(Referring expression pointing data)
************

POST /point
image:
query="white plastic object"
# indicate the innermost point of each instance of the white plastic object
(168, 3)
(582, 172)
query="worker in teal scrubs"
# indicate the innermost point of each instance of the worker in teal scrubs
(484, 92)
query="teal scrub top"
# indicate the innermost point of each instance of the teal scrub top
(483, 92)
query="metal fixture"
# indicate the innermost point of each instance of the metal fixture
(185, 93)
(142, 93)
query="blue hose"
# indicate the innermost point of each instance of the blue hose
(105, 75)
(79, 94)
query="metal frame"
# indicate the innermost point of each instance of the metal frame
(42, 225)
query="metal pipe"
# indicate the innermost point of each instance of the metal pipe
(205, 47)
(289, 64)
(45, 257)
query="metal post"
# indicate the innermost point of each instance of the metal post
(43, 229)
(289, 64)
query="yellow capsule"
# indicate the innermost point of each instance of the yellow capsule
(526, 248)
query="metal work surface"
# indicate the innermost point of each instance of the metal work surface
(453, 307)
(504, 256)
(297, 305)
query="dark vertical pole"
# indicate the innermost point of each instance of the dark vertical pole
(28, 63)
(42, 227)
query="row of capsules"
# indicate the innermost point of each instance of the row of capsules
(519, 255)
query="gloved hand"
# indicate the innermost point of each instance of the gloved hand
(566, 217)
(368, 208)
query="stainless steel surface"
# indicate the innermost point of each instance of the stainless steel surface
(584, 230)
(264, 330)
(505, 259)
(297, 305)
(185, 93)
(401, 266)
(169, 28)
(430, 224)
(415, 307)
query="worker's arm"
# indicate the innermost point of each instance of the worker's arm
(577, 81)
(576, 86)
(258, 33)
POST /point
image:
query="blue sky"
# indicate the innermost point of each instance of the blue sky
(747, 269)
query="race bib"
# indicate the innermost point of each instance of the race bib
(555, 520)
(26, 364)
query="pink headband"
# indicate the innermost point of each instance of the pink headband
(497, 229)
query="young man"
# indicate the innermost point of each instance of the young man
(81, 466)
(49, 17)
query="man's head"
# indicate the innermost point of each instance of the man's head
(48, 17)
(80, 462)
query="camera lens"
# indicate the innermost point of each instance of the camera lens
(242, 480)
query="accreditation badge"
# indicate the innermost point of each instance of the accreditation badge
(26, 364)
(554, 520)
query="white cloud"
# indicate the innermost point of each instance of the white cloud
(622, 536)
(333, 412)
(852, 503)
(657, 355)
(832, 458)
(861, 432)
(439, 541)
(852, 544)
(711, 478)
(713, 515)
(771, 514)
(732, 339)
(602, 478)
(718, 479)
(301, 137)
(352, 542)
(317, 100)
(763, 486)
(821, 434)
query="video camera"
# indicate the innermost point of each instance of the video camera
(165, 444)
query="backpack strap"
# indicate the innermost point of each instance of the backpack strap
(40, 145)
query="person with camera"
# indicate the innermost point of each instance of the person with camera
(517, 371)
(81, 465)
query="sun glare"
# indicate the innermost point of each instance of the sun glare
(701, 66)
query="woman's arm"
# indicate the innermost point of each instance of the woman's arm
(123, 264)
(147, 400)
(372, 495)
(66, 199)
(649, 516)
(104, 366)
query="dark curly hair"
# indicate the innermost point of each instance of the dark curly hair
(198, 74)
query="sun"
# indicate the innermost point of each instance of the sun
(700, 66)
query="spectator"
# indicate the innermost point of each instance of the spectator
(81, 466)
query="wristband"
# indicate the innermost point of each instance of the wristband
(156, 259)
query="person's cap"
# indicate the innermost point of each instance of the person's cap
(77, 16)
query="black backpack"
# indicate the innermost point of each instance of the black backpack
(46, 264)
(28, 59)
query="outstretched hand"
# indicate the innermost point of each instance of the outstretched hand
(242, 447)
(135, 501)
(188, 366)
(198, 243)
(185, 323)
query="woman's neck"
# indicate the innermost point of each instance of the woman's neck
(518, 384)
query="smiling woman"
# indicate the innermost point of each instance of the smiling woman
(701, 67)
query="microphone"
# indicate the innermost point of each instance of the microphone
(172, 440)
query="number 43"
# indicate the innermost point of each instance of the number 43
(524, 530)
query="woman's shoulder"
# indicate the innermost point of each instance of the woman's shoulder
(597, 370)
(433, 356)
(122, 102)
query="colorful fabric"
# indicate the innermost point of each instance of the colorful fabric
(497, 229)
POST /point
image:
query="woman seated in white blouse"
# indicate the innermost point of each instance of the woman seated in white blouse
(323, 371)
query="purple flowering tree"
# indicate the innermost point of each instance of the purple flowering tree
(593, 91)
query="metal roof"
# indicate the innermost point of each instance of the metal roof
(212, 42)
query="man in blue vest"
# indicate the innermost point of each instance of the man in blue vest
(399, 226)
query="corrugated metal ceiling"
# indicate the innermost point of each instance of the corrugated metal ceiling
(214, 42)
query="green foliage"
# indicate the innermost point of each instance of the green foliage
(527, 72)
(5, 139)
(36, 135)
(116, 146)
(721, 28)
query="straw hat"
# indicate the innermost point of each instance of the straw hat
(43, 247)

************

▸ **What is required**: Down to the last line, give the records again exactly.

▸ **Your solution**:
POST /point
image:
query="white plastic object"
# indicate the innermost point of each instance of the white plastic object
(168, 3)
(582, 172)
query="worker in teal scrubs"
# indicate the innermost point of each instance of the worker in teal scrubs
(484, 92)
query="teal scrub top"
# indicate the innermost point of each instance of the teal scrub top
(483, 92)
query="metal fixture"
# indicate the innermost point of each instance of the metal fixture
(185, 93)
(142, 93)
query="blue hose"
# indicate the innermost point of each instance of the blue hose
(105, 75)
(79, 94)
query="metal frame"
# indicate the innermost point of each instance of the metal frame
(42, 225)
query="metal pipe"
# indicate the innermost point of each instance of the metal pipe
(205, 47)
(289, 64)
(45, 257)
query="metal post"
# indicate the innermost point of each instance of the metal post
(43, 229)
(289, 64)
query="yellow capsule"
# indicate the innermost point of each instance of the yellow capsule
(526, 248)
query="metal work surface"
# indicate the innermost point of each instance of the metal work surface
(453, 307)
(504, 256)
(297, 305)
query="dark vertical pole"
# indicate the innermost point of each instance of the dark vertical pole
(28, 63)
(42, 227)
query="row of capsules"
# indicate the innermost point of each instance of the row of capsules
(519, 255)
query="gloved hand"
# indicate the innermost point of each instance of the gloved hand
(566, 217)
(368, 208)
query="stainless steel surface"
# indicate the innermost point of each instance of the stainless steel surface
(584, 230)
(264, 330)
(505, 259)
(297, 305)
(185, 93)
(401, 266)
(169, 28)
(430, 224)
(415, 307)
query="worker's arm"
# indicate the innermost point of each instance of the worker's arm
(577, 81)
(576, 86)
(258, 33)
POST /point
image:
query="blue sky"
# indicate the innermost point of each instance of the blue sky
(747, 269)
query="race bib"
# indicate the innermost point of each instance of the race bib
(555, 520)
(26, 364)
query="pink headband"
# indicate the innermost point of each instance of the pink headband
(497, 229)
query="young man"
# indicate the innermost point of each instance of the young man
(81, 466)
(49, 17)
query="man's head"
# indicate the innermost point of each instance of the man's head
(48, 17)
(80, 462)
query="camera lens"
# indicate the innermost point of each instance of the camera lens
(242, 480)
query="accreditation badge"
# indicate the innermost point of each instance of the accreditation badge
(26, 364)
(554, 520)
query="white cloud"
# indicate the innermost point of each instance of the white cloud
(622, 536)
(333, 412)
(852, 503)
(657, 355)
(832, 458)
(861, 432)
(439, 541)
(852, 544)
(711, 478)
(713, 515)
(771, 514)
(732, 339)
(602, 478)
(718, 479)
(301, 137)
(352, 542)
(317, 100)
(763, 486)
(821, 434)
query="video camera"
# indicate the innermost point of each instance of the video camera
(165, 444)
query="backpack strap"
# indicate the innermost point of each instance of the backpack strap
(40, 145)
query="person with camera"
# indicate the innermost point of each instance of the person with camera
(517, 371)
(81, 465)
query="sun glare"
# indicate the innermost point of each instance of the sun glare
(701, 66)
query="woman's arm"
# indicate the innermost point of each instance of the woman's arm
(123, 264)
(147, 400)
(372, 495)
(66, 199)
(649, 516)
(104, 366)
query="dark curly hair"
# indicate the innermost point of each instance of the dark curly hair
(198, 74)
query="sun"
# indicate the innermost point of each instance of the sun
(700, 66)
query="spectator"
# indicate the innermost point of each instance of the spectator
(81, 466)
query="wristband"
# indicate the innermost point of each instance of the wristband
(156, 259)
query="person's cap"
# indicate the innermost point of each instance of the person's cap
(77, 16)
query="black backpack"
# indicate the innermost point of each instance of the black backpack
(46, 264)
(28, 59)
query="outstretched hand"
# indicate the innermost point of each instance of the outstretched hand
(242, 447)
(135, 501)
(188, 366)
(198, 243)
(185, 323)
query="woman's neck"
# indicate the innermost point of each instance of the woman's neck
(518, 384)
query="smiling woman"
# indicate the innermost point of each instance of the smiling woman
(701, 67)
query="microphone"
# indicate the innermost point of each instance of the microphone
(172, 440)
query="number 43"
# indicate the innermost point of each instance of the number 43
(524, 530)
query="woman's shoulder"
# indicate the innermost point of each instance of the woman's shoulder
(597, 370)
(433, 356)
(122, 102)
query="colorful fabric"
# indicate the innermost point of each instance of the colorful fabric
(497, 229)
POST /point
image:
query="woman seated in white blouse"
# indicate the innermost point of each instance of the woman seated in white blouse
(323, 371)
query="purple flowering tree"
# indicate the innermost point of each instance of the purple flowering tree
(593, 91)
query="metal roof"
# indicate the innermost point of each instance of the metal roof
(212, 42)
query="man in blue vest"
# indicate the innermost point of each instance of the man in blue vest
(399, 226)
query="corrugated metal ceiling"
# indicate the innermost point of each instance of the corrugated metal ceiling
(214, 42)
query="green foliage"
# indicate the innermost point of each instance of the green foliage
(527, 72)
(5, 139)
(36, 135)
(116, 146)
(721, 28)
query="straw hat"
# indicate the innermost point of each instance of the straw hat
(43, 247)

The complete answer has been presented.